The Way of Harmony
Developed in the early part of the 20th century, Aikido instruction was at first restricted to Japanese aristocracy and elite members of the Japanese military. Its principles were so profound and techniques so effective that there was tremendous public demand. In the 1950s, Aikido teachings were made public and have spread to become popular worldwide.
The philosophy of Aikido teaches us that budo (the martial way) should concentrate not on harming others, but on protecting them. We learn that aggression breeds greater aggression and that kindness also will be returned by others. Rather than harming another and causing resentment, we are taught to neutralize physical and mental aggression & avoid injury to ourselves and the attacker.

DATA PROVIDED
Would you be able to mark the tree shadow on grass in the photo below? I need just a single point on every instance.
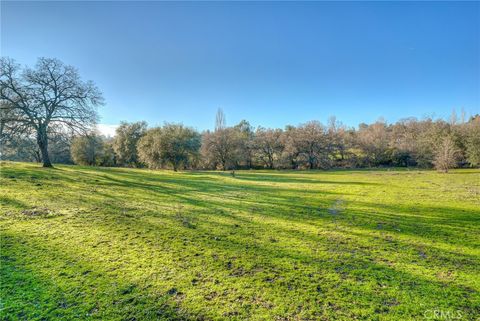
(75, 292)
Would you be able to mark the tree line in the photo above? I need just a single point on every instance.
(48, 114)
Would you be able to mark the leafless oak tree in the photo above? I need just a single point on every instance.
(47, 96)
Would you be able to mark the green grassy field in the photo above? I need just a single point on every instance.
(128, 244)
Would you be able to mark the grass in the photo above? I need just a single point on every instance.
(129, 244)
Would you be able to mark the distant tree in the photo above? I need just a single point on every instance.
(446, 155)
(473, 141)
(220, 149)
(245, 135)
(312, 143)
(220, 120)
(373, 141)
(172, 144)
(88, 150)
(125, 142)
(268, 146)
(51, 94)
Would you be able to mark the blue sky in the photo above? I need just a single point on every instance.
(272, 63)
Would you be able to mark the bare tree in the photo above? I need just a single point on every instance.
(172, 144)
(221, 148)
(125, 142)
(446, 155)
(51, 94)
(220, 120)
(268, 146)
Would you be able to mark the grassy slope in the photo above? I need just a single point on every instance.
(137, 244)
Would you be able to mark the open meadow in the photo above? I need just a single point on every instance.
(136, 244)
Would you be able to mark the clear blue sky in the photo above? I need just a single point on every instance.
(270, 63)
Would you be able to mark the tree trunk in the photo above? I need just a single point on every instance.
(42, 141)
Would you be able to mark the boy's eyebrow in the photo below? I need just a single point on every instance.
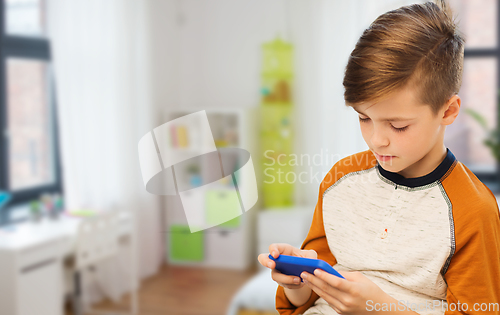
(387, 119)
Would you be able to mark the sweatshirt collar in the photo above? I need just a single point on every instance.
(437, 174)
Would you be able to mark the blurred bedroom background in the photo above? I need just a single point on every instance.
(82, 81)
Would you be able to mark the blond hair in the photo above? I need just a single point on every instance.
(416, 46)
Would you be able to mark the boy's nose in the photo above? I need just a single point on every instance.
(378, 139)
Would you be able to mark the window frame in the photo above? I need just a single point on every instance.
(490, 178)
(34, 48)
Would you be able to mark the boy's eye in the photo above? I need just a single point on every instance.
(399, 129)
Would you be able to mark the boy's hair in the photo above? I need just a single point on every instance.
(417, 46)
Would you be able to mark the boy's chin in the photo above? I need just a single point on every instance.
(391, 167)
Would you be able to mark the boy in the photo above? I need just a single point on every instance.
(410, 228)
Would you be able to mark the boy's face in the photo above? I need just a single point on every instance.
(405, 136)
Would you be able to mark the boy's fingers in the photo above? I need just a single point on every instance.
(265, 261)
(284, 279)
(277, 249)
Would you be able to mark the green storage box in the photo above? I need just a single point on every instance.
(223, 208)
(184, 245)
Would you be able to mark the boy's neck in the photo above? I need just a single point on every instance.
(427, 164)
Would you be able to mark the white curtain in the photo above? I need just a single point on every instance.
(100, 55)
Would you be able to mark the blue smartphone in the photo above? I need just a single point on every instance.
(294, 266)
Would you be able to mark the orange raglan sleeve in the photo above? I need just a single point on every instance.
(316, 238)
(473, 275)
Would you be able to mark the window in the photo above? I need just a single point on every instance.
(29, 155)
(478, 20)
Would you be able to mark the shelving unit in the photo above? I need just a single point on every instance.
(226, 245)
(277, 125)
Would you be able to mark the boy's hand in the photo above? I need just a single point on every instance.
(289, 282)
(345, 296)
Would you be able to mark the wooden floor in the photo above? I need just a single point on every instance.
(186, 291)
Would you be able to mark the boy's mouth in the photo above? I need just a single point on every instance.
(383, 158)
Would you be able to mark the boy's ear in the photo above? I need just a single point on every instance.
(450, 110)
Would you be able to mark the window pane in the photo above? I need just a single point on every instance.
(478, 21)
(30, 125)
(25, 17)
(465, 136)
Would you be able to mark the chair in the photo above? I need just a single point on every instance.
(97, 241)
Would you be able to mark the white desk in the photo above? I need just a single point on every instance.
(31, 264)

TO BE DONE
A. In the Aikido passage, list each thing that people are taught to neutralize or avoid.
B. Duplicate the Aikido passage from "The philosophy of" up to and including "and the attacker.".
C. Answer these questions from the Aikido passage:
(i) In what decade were Aikido teachings made public?
(ii) What English meaning does the passage give for budo?
(iii) To whom was Aikido instruction restricted at first?
The lines above come from a different source than the Aikido passage.

RESPONSES BY TASK
A.
Physical aggression
Mental aggression
Injury to ourselves
Injury to the attacker

B.
The philosophy of Aikido teaches us that budo (the martial way) should concentrate not on harming others, but on protecting them. We learn that aggression breeds greater aggression and that kindness also will be returned by others. Rather than harming another and causing resentment, we are taught to neutralize physical and mental aggression & avoid injury to ourselves and the attacker.

C.
(i) The 1950s
(ii) The martial way
(iii) Japanese aristocracy and elite members of the Japanese military